> [TASK DETAILS] Would you return each record that follows word for word, without its pictures?

DATA TO USE Block Start

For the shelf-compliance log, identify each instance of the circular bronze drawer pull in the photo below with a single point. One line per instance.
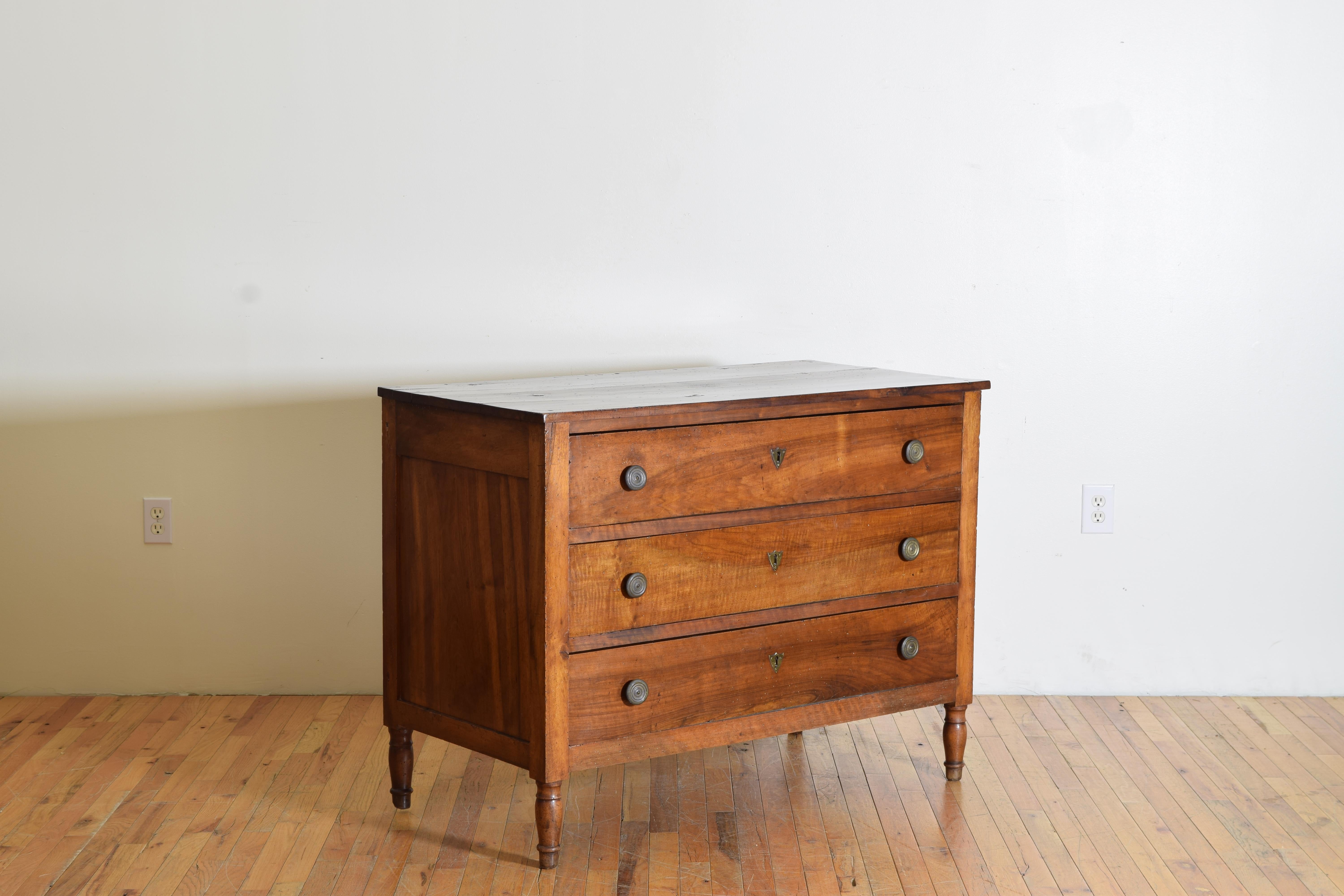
(634, 477)
(635, 585)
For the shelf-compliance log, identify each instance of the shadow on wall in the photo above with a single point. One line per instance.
(272, 584)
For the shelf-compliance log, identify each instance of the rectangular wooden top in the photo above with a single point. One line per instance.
(568, 398)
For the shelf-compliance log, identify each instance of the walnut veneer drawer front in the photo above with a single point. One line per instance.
(693, 575)
(726, 675)
(773, 523)
(732, 467)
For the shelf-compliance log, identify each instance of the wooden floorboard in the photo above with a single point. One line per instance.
(1061, 797)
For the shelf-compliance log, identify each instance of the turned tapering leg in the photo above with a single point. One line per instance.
(401, 760)
(549, 823)
(955, 739)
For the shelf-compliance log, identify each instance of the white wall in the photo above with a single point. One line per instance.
(1128, 215)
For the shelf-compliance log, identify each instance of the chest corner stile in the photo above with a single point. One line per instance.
(592, 570)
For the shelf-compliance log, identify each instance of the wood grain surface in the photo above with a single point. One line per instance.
(694, 575)
(569, 398)
(729, 467)
(288, 796)
(729, 675)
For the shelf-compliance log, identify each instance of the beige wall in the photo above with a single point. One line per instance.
(272, 585)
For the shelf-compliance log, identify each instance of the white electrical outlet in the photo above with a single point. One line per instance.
(1099, 510)
(158, 520)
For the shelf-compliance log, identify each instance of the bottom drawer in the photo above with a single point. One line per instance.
(730, 674)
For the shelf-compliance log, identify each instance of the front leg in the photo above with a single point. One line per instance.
(549, 811)
(955, 739)
(401, 761)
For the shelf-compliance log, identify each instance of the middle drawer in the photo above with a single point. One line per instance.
(693, 575)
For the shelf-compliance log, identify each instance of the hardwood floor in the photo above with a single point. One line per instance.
(1061, 796)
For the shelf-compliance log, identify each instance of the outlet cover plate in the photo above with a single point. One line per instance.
(158, 520)
(1099, 510)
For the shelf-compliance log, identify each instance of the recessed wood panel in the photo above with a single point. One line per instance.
(729, 467)
(694, 575)
(729, 675)
(462, 584)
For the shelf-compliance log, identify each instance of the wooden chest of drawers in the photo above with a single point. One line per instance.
(588, 570)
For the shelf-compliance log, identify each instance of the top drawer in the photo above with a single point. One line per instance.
(732, 467)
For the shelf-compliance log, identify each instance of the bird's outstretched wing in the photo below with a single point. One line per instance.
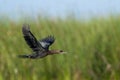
(30, 39)
(47, 41)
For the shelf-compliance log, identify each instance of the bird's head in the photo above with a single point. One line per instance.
(56, 52)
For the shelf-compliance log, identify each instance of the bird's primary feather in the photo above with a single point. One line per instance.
(30, 39)
(47, 41)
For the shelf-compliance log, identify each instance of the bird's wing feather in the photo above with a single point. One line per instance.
(30, 39)
(47, 41)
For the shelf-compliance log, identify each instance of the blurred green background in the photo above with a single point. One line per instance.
(93, 49)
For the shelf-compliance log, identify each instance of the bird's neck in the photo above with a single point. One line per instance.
(51, 52)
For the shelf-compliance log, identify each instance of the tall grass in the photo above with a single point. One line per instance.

DATA TO USE Block End

> [OUTPUT BELOW]
For the shelf-compliance log, identify each instance of the circular bronze drawer pull in the photo below with a single point. One line per instance.
(634, 477)
(635, 585)
For the shelf-compliance log, identify each instance of the shadow on wall in the photo above with a single point. One line per instance.
(272, 584)
For the shelf-compliance log, identify each instance of the rectangular wooden top in the photo above with a single point. One line per instance.
(568, 398)
For the shelf-compliance log, identify each instance of the walnut veneer drawer front in the photo above with a single point. One line per instance.
(693, 575)
(726, 675)
(773, 523)
(732, 467)
For the shelf-compliance log, identify each instance of the wooden floorboard in the photo above with a single point. One line per instance.
(1061, 797)
For the shelf-compliance log, identify each instance of the turned tapering leg in the photo above with a single point. One line per instance.
(401, 760)
(549, 823)
(955, 739)
For the shelf-compliance log, identify each instance of the white wall in the photo above with a single point. One line per instance.
(1128, 215)
For the shelf-compliance log, identify each instance of the chest corner stile in the photo above with a single point. One line per instance.
(592, 570)
For the shelf-compliance log, identify each instance of the wood grain surface in the photo above with a single point. One line per instance.
(694, 575)
(569, 398)
(729, 467)
(288, 796)
(729, 675)
For the shelf-compliance log, identify each instance of the beige wall in the photo above with a single point. One line per instance.
(272, 585)
For the shelf-compliance log, identify each instance of the white electrical outlet in the photo above with a single point. One line per instance.
(1099, 510)
(158, 520)
For the shelf-compliance log, identify each instance of the bottom drawer in the photo above with a single point. One line per instance.
(730, 674)
For the shelf-compliance log, identify each instance of the front leg in the photo above with a single point. One line per instance.
(549, 811)
(955, 739)
(401, 761)
For the shelf-compliance log, identify each instance of the middle drawer in the photo above with a single point. One line per instance.
(693, 575)
For the shelf-compliance log, identify each instance of the hardwood floor in the photo above with a single point. One line per instance.
(1061, 796)
For the shelf-compliance log, identify each instance of the outlet cover plate in the photo above with a single point. One line per instance.
(158, 520)
(1099, 510)
For the shelf-compliance log, identify each instance of the recessed wood panel in the photo above with a single point. One line per instance.
(729, 467)
(694, 575)
(729, 675)
(462, 584)
For the shelf-compliance log, identify each instance of the wooden chest of drawers in the photo above with a single point. One line per instance.
(588, 570)
For the shelf-compliance log, identify each instance of the top drawer in the photo above with a single point. One line per instance.
(732, 467)
For the shelf-compliance log, identify each instance of the bird's outstretched wing in the photo below with a single point. One line per instance.
(30, 39)
(47, 41)
For the shelf-compliance log, identify each instance of the bird's head in the photo above with a single point. One line per instance.
(56, 52)
For the shelf-compliance log, identify each instance of the bird's primary feather in the photo above with a single point. One line per instance.
(30, 39)
(47, 41)
For the shelf-compliance log, identify each instance of the bird's wing feather in the photo above with a single point. One line per instance.
(30, 39)
(47, 41)
For the shelf-compliance log, identify each instance of the blurred green background in the photo above with a single point. One line per instance.
(93, 49)
For the shelf-compliance log, identify each instance of the bird's neck in the photo above with a single point. One line per instance.
(51, 52)
For the shelf-compliance log, identify each instance of the tall grass in the photo above with a single point. One line per instance.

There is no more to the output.